[begin Data to use]

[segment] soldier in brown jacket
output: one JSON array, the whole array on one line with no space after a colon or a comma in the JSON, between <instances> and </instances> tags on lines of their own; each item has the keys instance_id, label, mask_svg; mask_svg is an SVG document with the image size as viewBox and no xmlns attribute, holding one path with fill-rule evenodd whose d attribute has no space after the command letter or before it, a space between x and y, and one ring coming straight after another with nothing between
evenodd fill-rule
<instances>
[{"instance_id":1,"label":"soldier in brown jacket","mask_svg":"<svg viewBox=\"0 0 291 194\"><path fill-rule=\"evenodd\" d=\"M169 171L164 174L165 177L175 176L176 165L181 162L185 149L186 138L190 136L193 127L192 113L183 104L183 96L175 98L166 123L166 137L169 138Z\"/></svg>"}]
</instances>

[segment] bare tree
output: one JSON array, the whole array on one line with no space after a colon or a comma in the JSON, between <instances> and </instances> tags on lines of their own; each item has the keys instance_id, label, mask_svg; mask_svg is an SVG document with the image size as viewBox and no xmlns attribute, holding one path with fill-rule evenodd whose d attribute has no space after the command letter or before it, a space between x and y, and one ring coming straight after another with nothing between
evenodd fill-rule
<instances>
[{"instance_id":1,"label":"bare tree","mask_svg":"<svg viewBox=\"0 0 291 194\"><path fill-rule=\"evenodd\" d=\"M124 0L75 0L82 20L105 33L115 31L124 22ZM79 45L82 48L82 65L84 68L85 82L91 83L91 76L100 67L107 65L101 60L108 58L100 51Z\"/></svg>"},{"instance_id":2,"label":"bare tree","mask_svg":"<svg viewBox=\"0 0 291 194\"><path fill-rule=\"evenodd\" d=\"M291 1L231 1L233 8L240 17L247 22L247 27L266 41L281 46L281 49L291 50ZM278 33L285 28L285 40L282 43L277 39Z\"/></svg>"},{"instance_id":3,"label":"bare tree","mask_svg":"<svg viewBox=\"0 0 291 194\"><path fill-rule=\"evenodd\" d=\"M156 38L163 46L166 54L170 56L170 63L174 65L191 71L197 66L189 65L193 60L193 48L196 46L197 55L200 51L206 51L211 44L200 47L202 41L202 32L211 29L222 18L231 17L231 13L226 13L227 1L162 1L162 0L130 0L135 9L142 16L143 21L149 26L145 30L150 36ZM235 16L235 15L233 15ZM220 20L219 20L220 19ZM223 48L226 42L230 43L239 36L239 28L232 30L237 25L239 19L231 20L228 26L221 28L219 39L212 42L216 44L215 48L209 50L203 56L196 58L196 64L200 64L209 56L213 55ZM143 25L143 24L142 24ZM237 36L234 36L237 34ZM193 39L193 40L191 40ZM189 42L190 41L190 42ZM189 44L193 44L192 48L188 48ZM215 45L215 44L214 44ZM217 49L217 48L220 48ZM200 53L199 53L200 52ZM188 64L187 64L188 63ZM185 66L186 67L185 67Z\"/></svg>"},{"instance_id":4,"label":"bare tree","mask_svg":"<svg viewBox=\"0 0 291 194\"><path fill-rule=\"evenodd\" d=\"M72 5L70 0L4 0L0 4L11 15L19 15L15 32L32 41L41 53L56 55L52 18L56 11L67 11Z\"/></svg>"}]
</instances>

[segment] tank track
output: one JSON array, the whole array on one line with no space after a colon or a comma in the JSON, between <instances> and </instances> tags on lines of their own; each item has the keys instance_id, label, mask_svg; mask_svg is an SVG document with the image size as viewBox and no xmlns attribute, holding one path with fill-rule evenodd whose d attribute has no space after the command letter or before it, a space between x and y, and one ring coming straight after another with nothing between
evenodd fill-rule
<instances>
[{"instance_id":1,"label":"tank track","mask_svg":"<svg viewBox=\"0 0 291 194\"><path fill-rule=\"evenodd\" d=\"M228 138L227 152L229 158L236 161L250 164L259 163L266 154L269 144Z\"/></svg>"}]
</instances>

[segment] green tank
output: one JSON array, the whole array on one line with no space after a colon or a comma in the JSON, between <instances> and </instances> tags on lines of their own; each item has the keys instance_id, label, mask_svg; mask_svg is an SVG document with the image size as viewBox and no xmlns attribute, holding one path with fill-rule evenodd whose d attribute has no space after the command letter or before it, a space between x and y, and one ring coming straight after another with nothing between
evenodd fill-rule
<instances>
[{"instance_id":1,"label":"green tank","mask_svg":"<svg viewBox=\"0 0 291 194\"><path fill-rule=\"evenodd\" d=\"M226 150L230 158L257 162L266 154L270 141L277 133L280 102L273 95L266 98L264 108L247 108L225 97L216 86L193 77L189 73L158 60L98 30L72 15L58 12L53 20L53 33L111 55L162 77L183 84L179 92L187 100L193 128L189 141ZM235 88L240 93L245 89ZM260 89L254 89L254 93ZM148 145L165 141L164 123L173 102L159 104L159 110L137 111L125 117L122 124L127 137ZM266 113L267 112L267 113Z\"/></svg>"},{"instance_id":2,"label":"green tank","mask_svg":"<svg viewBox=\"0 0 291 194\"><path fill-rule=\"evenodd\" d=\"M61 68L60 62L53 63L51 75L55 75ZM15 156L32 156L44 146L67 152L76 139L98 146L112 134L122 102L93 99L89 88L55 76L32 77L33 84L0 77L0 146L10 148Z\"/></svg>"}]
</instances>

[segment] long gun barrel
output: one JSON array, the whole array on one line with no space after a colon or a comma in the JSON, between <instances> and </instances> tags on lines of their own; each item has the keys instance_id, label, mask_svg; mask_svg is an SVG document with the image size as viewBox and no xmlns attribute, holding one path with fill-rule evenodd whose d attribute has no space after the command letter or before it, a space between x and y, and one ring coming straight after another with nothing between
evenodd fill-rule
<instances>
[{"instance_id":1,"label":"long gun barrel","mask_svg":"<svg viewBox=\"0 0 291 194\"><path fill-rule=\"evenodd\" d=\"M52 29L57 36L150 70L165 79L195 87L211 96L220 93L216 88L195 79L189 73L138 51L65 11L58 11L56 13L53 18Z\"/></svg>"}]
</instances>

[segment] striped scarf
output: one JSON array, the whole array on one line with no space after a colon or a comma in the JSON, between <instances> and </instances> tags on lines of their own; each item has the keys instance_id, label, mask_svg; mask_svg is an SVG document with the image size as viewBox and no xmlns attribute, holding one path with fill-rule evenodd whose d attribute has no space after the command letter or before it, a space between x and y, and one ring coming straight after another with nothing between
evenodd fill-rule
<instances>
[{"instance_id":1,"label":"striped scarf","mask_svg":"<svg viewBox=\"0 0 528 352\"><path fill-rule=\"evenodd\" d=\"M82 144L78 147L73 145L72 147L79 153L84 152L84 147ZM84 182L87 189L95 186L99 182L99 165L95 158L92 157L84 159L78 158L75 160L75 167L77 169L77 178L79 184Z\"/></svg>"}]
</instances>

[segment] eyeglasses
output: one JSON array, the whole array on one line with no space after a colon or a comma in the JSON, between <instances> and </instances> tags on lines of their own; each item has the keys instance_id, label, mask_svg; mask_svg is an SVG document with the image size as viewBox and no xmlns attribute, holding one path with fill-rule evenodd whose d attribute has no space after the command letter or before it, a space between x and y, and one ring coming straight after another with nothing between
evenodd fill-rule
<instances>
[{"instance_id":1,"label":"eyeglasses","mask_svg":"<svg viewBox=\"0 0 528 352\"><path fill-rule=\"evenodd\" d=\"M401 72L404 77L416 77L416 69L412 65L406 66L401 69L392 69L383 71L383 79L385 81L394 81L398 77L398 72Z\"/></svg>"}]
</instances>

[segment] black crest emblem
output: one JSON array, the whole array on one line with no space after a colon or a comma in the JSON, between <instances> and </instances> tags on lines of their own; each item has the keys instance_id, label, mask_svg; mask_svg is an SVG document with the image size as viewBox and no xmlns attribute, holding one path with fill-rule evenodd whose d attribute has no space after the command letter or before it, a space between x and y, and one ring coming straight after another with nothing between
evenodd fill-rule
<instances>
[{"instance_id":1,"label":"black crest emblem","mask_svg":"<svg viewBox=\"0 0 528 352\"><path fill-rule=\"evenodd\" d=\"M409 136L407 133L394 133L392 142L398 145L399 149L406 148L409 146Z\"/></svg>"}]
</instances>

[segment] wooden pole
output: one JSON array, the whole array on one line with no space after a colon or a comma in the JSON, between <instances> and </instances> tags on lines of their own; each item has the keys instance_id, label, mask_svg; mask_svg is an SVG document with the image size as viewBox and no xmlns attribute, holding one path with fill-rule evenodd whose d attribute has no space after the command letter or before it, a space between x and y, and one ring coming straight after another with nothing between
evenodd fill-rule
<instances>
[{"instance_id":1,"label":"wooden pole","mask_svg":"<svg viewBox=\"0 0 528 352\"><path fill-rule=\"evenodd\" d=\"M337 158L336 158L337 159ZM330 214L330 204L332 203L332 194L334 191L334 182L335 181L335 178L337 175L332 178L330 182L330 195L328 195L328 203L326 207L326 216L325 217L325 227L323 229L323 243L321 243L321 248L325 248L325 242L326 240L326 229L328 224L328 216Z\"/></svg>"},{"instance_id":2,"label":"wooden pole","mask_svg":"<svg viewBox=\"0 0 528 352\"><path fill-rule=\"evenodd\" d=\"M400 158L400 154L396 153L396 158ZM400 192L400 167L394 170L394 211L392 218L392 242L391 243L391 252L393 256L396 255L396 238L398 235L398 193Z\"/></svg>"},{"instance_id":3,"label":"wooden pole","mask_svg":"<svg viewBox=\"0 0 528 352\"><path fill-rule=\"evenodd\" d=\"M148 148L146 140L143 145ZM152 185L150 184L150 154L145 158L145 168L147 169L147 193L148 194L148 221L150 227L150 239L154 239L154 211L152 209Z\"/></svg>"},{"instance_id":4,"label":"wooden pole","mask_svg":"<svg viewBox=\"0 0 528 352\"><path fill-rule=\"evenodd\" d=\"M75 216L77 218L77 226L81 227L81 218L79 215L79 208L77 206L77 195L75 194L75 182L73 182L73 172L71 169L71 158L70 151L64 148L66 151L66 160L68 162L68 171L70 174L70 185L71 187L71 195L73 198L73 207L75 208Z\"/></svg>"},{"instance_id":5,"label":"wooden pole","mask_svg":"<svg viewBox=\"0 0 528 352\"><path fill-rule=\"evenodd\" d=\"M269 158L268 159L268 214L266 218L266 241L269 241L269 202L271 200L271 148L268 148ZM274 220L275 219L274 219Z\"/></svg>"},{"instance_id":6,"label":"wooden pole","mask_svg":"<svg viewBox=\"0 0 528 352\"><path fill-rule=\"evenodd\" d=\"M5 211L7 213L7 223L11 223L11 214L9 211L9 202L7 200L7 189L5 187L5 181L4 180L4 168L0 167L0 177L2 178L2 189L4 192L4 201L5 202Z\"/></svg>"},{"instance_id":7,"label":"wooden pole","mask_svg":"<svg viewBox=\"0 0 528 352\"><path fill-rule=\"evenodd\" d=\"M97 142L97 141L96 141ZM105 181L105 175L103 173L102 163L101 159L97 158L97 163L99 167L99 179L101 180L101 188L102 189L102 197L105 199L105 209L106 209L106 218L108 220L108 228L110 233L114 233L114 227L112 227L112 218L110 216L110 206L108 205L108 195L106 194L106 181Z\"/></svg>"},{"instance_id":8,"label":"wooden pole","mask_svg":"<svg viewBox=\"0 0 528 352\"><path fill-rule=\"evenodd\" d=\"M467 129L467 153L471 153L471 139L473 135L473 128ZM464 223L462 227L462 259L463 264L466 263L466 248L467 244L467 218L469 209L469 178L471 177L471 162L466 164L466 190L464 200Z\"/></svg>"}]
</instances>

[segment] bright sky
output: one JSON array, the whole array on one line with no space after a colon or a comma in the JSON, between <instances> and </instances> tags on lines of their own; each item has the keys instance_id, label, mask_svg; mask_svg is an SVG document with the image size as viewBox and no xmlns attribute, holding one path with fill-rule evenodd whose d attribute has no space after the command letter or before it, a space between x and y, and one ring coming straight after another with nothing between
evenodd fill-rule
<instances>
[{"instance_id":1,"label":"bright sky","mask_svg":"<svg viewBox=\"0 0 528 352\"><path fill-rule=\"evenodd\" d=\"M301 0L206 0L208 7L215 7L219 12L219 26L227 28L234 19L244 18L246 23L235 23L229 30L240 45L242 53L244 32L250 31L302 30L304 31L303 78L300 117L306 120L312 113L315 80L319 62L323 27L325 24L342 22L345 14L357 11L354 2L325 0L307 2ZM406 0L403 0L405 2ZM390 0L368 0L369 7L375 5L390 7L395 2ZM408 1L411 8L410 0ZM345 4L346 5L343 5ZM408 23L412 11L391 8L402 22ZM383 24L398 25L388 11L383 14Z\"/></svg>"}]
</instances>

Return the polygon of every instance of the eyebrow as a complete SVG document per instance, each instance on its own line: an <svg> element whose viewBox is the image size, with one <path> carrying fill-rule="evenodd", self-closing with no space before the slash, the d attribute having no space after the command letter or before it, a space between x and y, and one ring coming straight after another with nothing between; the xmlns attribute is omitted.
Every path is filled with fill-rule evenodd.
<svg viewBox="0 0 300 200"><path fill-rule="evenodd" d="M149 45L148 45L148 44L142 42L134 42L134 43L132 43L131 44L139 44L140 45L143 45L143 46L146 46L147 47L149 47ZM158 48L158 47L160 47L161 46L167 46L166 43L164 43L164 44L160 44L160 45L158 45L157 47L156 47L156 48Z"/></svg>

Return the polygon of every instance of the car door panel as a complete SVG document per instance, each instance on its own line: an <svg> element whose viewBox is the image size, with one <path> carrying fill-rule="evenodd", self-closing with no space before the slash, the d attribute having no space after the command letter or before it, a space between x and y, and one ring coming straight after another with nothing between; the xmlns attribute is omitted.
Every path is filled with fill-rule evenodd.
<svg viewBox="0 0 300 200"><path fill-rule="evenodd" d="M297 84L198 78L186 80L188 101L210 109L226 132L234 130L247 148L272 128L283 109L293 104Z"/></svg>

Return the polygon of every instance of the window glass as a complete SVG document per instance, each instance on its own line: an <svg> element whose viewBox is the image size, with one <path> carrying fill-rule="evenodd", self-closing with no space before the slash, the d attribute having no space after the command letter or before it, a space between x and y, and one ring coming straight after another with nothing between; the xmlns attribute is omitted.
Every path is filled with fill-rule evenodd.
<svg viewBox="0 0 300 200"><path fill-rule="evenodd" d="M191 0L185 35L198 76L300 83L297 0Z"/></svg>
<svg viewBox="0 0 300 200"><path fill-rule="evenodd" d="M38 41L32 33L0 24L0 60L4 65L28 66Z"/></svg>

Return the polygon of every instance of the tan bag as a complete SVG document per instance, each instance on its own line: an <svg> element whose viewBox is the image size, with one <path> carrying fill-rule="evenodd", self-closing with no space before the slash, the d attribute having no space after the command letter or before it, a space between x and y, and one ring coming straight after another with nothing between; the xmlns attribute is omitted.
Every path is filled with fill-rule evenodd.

[end Data to use]

:: What is expected ::
Copy word for word the lines above, starting with the line that contains "Return the polygon of every instance of the car" and going on through the line that contains "84L198 78L186 80L188".

:: Full response ::
Return the polygon of every instance of the car door panel as a complete SVG document per instance, each instance on its own line: an <svg> element whose viewBox is the image size, with one <path> carrying fill-rule="evenodd", self-closing with no space before the slash, the d attribute having no space after the command letter or before it, a space between x and y, and one ring coming straight after another with nothing between; the xmlns attribute is omitted.
Every path is filled with fill-rule evenodd.
<svg viewBox="0 0 300 200"><path fill-rule="evenodd" d="M297 84L198 78L186 80L188 101L210 109L226 132L234 130L247 148L272 128L283 109L293 104Z"/></svg>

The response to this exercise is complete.